### [PROBLEM REQUIREMENTS]
Everything in the records below is to be reproduced exactly, apart from the images.

◇ ◇ ◇ ◇ ◇ ◇ ◇

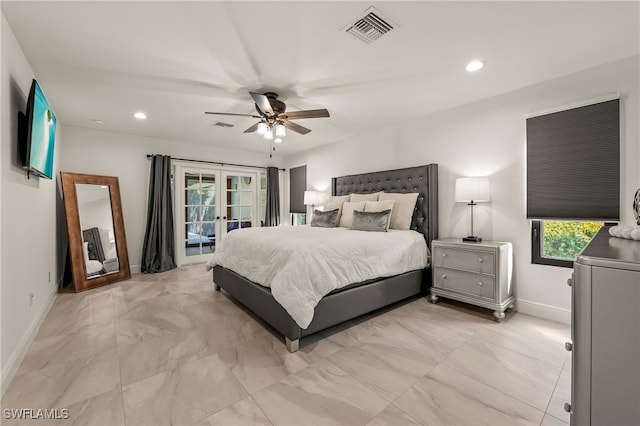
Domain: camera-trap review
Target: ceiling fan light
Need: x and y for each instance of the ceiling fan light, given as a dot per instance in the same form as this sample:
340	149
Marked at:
262	128
280	131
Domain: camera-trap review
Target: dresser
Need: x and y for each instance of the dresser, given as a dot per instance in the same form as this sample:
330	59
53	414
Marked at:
605	333
476	273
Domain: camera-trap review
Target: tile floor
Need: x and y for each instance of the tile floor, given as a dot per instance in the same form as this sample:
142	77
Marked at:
166	349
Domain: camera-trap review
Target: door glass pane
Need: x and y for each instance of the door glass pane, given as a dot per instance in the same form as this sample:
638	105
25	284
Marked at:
192	214
245	182
200	216
209	213
245	213
245	198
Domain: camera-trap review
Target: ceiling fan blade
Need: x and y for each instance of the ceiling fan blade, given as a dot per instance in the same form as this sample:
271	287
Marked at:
296	127
232	113
312	113
252	128
263	103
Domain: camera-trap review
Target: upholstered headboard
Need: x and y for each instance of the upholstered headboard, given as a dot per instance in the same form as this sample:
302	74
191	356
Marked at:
421	179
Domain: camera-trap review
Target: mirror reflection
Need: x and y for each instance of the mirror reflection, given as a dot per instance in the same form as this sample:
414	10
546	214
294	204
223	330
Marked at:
96	225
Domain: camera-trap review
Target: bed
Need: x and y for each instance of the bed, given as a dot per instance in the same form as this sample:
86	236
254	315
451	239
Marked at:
356	298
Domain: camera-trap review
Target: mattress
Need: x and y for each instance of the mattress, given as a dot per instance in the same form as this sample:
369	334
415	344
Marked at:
301	264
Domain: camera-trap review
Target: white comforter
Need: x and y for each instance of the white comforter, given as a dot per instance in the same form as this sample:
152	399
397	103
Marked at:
301	264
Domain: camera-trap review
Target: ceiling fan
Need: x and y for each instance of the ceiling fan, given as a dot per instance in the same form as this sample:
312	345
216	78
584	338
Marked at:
274	118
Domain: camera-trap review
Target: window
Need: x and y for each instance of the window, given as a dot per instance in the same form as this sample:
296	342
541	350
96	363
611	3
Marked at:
573	178
558	243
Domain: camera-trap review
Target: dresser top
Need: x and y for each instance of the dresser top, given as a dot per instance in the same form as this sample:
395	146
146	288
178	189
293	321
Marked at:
607	251
464	244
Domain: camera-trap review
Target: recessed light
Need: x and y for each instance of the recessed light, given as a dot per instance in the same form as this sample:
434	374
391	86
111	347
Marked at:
474	66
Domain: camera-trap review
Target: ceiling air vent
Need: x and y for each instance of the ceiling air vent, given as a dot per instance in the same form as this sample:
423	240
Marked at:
370	26
221	124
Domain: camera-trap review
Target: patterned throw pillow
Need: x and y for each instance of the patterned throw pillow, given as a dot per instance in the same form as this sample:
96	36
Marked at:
328	219
371	221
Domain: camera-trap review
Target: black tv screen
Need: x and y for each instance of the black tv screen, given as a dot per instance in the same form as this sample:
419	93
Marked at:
38	134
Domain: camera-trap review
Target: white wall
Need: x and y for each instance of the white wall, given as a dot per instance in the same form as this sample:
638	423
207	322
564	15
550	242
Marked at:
28	253
487	138
124	156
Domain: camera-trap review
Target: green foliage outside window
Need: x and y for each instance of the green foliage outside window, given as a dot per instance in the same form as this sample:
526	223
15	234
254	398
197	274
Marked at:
565	240
299	219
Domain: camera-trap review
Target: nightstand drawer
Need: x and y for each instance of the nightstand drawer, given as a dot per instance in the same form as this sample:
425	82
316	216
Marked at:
476	285
482	262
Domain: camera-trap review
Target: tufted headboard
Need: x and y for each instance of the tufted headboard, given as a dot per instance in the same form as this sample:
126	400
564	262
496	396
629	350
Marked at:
421	179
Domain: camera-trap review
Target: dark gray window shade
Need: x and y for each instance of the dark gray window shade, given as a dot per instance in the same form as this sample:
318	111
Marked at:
573	163
297	186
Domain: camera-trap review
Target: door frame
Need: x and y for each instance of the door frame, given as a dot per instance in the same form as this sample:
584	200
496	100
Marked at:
180	168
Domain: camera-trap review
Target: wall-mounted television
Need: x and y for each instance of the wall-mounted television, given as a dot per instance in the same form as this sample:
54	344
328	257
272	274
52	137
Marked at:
37	134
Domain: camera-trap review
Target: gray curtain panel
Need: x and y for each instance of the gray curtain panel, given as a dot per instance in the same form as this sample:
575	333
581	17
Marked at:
158	245
272	215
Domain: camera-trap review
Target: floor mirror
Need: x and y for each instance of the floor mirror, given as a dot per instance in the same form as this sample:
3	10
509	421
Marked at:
95	226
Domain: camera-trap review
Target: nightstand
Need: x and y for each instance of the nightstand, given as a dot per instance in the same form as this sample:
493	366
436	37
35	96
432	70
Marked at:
476	273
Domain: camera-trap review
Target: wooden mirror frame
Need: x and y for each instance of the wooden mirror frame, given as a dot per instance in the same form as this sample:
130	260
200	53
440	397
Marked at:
74	231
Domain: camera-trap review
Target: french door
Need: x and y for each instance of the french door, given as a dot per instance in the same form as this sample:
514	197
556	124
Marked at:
210	204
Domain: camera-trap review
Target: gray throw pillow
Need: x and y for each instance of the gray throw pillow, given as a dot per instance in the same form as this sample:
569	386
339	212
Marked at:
328	219
371	221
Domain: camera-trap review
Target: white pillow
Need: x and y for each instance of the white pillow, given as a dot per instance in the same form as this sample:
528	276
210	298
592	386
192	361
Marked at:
346	220
94	266
339	198
332	205
380	206
365	197
402	209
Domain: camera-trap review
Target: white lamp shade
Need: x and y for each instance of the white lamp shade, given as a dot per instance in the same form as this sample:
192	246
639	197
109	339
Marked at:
311	198
474	189
280	131
262	128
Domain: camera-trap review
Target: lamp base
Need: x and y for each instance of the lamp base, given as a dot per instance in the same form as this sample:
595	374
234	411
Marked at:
472	239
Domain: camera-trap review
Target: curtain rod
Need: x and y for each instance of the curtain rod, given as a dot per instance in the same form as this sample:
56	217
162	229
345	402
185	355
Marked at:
212	162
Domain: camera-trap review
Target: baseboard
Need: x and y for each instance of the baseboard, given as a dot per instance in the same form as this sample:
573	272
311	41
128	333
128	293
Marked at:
541	310
16	357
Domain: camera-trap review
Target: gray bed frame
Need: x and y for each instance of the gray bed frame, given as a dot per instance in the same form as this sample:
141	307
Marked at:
356	299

◇ ◇ ◇ ◇ ◇ ◇ ◇

### [EXERCISE RESULT]
Domain: camera-trap review
Target: ceiling fan light
Need: x and y for each instance of the ceiling fan light, given as a dot per instance in the same form as this sample:
340	149
Marked at:
262	128
280	131
Domain: camera-trap review
Target: dresser
Need: x and y for each instance of the dresser, given as a dot per instance in the same form as this sample:
330	59
53	414
Marked at:
605	333
476	273
Domain: camera-trap review
Target: tile floor
Need: x and y for each instance of the tile floor, given as a dot per instance in the same form as this sample:
142	77
Marked at:
166	349
Domain: camera-trap review
Target: door glass pane
Need: x and y for each instance of the door glass pane, given as a dot per instance in the same form as this sample:
638	105
25	284
Marked at:
192	214
245	182
200	216
209	213
245	213
245	198
Domain: camera-trap review
Target: ceiling fan blade
Need: x and y for each instance of the ceiling fan blade, given as a dot per instance in the same form as this sample:
271	287
Marked at:
296	127
232	113
312	113
252	128
263	103
Domain: camera-trap review
Target: upholstered headboard
Need: x and y for each instance of the upholstered headboard, given as a dot per instance in the same form as this sample:
302	74
191	356
Marked at:
421	179
Domain: camera-trap review
Target: mirror reflection
Need: x and y for each instance of the mirror reflection, given as a dot per instance in the same form as this sample:
414	10
546	214
294	204
223	330
Marked at:
96	225
Domain: camera-trap review
Target: bed
Need: x and y for each instance of the bed, given as a dot per instance in the same form as this sample:
86	236
254	315
451	239
Marked at:
356	298
Domain: camera-trap review
Target: mattress
Need: x and y for each instance of the mattress, given as a dot per instance in the same form as this sample:
369	334
415	344
Marked at:
301	264
Domain: camera-trap review
Target: white comforter
Need: x and y for each instance of the white comforter, given as a dot per instance in the same form as this sample:
152	399
397	103
Marked at:
301	264
Domain: camera-trap review
Target: ceiling fan
Need: x and y for each instance of the ceiling fan, given as a dot per instance in the same form as this sample:
312	345
216	78
584	338
Marked at:
274	118
Domain: camera-trap review
Target: window
Need: x and y for each instance of the window, given as a dot per instance in the same form as this sample:
296	342
541	350
96	363
611	3
Marked at:
573	178
558	243
Domain: camera-trap review
Target: dresser top
Need: x and y for each instance of the dresser top, given as a dot per instance in the same form as this sample:
395	146
146	288
178	189
293	321
Marked at:
607	251
464	244
Domain: camera-trap review
Target: recessed light
Need: x and y for each instance of the recessed light, given as a dot per instance in the same form as this sample:
434	374
391	86
111	347
Marked at:
474	66
Domain: camera-trap review
Target: ceiling air vent
Need: x and y for each instance of the ceiling air vent, given as a dot per instance in the same form as this sample:
423	240
Marked at:
370	26
221	124
Domain: camera-trap review
Target: patterned throw pillow
Need: x and y for each instance of the patterned throw pillow, given as a dot per instance in the same form as this sample:
96	36
Marked at:
328	219
371	221
Domain: camera-trap review
Target: black tv screen
Need: x and y for each instance of the black tv screen, given as a dot per instance in the same form as this sample:
419	93
Marked at:
38	134
Domain: camera-trap review
Target: white wall
Need: x and y for each instance of the white wall, given as a dot per instance in the same form as this sample:
638	423
207	322
564	15
550	242
Marked at:
28	253
487	138
124	156
Domain: camera-trap review
Target: green foliage outside window
Need: x and y for each instance of the green foliage outside window, given as a dot per instance in the same form as this sample:
526	223
15	234
254	398
197	274
Marked at:
565	240
299	219
Domain: camera-trap review
Target: nightstand drawer
Need: x and y for each instance of the nightstand drawer, given as a dot per instance in the same form as this sample:
425	82
316	216
Marked at:
476	285
482	262
Domain: camera-trap review
Target: tufted headboard
Need: x and y for each instance of the tufted headboard, given as a dot per instance in the same form as this sample:
126	400
564	262
496	396
629	350
Marked at:
421	179
Domain: camera-trap review
Target: dark gray window shade
Need: x and y for each instance of the dark gray window shade, given as a dot per instance in the same form as this sample:
318	111
Marked at:
573	163
297	186
Domain: camera-trap review
Target: door frame
Need: x and y for each instance of the door frame, given as a dot per instance in the same form as this sample:
584	200
496	100
Marked at:
180	168
Domain: camera-trap review
Target: wall-mounted television
Need: x and y for each instance of the wall-mounted television, given as a dot per instance in the same form as this sample:
54	344
328	257
272	274
52	137
Marked at:
37	134
Domain: camera-trap review
Target: gray curtain panel
Need: x and y for each instance of the gray curtain panel, given as a dot per instance in the same form as this sample:
575	333
581	17
Marked at:
158	245
272	215
Domain: camera-trap review
Target: floor mirror
Need: x and y for each instance of the floor mirror, given as a dot per instance in the same form as this sample:
3	10
509	421
Marked at:
95	226
Domain: camera-trap review
Target: nightstand
Need: x and y for each instance of the nightstand, given as a dot per instance in the same form as this sample:
493	366
436	37
35	96
432	70
Marked at:
476	273
Domain: camera-trap review
Target: wooden mirror frame
Need: x and y for each instance of the wooden mirror frame, given as a dot per instance in the same form as this sample:
130	260
200	53
440	397
Marked at:
74	231
Domain: camera-trap review
Target: french door
Need: x and y for each instance of the french door, given as a dot per instance in the same form as this sample:
514	197
556	124
Marked at:
210	204
Domain: camera-trap review
Target: gray throw pillow
Need: x and y for each instance of the gray throw pillow, given as a dot per instance in the same form as this sample:
569	386
339	212
Marked at:
328	219
371	221
Domain: camera-trap review
Target: white pillow
Need: x and y for each instance of the white pillow, given as a dot per instance in the same form as this sample:
528	276
210	298
592	386
192	361
Marked at:
346	220
94	266
339	198
332	205
380	206
365	197
402	209
Domain: camera-trap review
Target: white lamp shade
Need: x and y for each instance of the white lamp shade, given as a dot per instance in the same form as this sample:
192	246
639	197
109	339
Marked at:
311	198
474	189
280	131
262	128
Domain: camera-trap review
Target: lamp base
Need: x and y for each instance of the lamp base, given as a dot per instance in the same form as this sample:
595	374
234	411
Marked at:
472	239
Domain: camera-trap review
Target: curtain rod
Need: x and y for each instance of the curtain rod, given as a dot per instance in the same form as this sample:
56	217
162	229
345	402
185	355
Marked at:
212	162
Domain: camera-trap review
Target: baseboard
Need: x and y for each instance of the baseboard, given as a dot per instance in the same form as this sample:
573	272
311	41
128	333
128	293
Marked at:
541	310
16	357
Domain: camera-trap review
Target: gray bed frame
Need: x and y for each instance of the gray bed frame, given as a dot per instance in the same form as this sample:
141	307
Marked at:
356	299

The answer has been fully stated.